= Activity =
Your copy should match the entries exactly, with no images carried over.

= Data for this task =

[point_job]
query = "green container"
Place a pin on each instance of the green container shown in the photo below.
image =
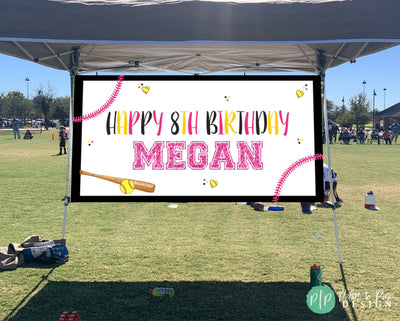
(315, 275)
(169, 292)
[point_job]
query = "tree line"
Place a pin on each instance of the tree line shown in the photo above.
(357, 115)
(43, 105)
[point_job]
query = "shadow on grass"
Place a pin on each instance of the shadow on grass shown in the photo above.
(200, 300)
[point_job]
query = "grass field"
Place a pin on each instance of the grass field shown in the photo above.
(225, 261)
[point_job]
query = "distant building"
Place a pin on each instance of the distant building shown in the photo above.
(388, 116)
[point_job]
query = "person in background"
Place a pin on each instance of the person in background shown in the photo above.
(28, 134)
(387, 137)
(63, 138)
(335, 176)
(15, 127)
(361, 136)
(346, 136)
(395, 128)
(335, 130)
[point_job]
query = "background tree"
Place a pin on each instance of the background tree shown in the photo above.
(14, 103)
(42, 102)
(359, 107)
(60, 108)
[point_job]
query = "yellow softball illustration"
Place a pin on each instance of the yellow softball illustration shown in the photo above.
(127, 186)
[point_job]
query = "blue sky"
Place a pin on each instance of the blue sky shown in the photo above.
(380, 70)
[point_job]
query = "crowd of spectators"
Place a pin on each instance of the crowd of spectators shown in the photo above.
(363, 136)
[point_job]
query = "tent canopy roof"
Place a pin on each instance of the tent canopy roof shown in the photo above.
(196, 36)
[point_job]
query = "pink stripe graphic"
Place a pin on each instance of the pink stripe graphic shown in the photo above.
(289, 171)
(105, 106)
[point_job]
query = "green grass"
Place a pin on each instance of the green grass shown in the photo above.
(225, 261)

= Solution for this exercise =
[point_job]
query = "green container"
Place a pin on each instance of the green container shown in the photo below.
image =
(315, 275)
(169, 292)
[point_job]
query = "tree line"
Place a pin on each instance of the tree line shown in the photo above.
(357, 115)
(43, 105)
[point_job]
query = "shadow on grass"
Place a pin on each instance of the shadow on grass shown in the photo above.
(200, 300)
[point_job]
query = "grass field"
Place a pin on each instance of the grass field shown in the photo above.
(225, 261)
[point_job]
query = "distant building"
Place a pin on each instance of the distant building shown in the photo above.
(388, 116)
[point_job]
query = "person in background"
Place a pin on each instance of the person in background shown in the photo above.
(28, 134)
(387, 137)
(63, 138)
(335, 176)
(15, 127)
(361, 136)
(346, 136)
(395, 128)
(335, 130)
[point_job]
query = "background tree"
Place a pin on each instance of the background tree shown in the photo above.
(14, 103)
(42, 102)
(359, 107)
(60, 108)
[point_job]
query = "yellow softball illustration"
Place a pin on each instance of the yellow softball illustration shown in the photo above.
(127, 186)
[point_job]
query = "blue sky"
Place a pin on each instance of the blue sky shown in the photo above.
(380, 70)
[point_job]
query = "crowd of spectators"
Place a pin on each instance of the crowd of spectators shown in the photo above.
(363, 136)
[point_job]
query = "tent canopy roof"
Place a pin on each instance of the tent canopy roof shown in the photo above.
(196, 36)
[point_job]
query = "pink stripe graphic"
Place a pin on each instance of the pink stripe graphic shown in the photo above.
(289, 171)
(105, 106)
[point_job]
query = "green grass"
Place a pin on each instance of the green grass shown in the photo above.
(225, 261)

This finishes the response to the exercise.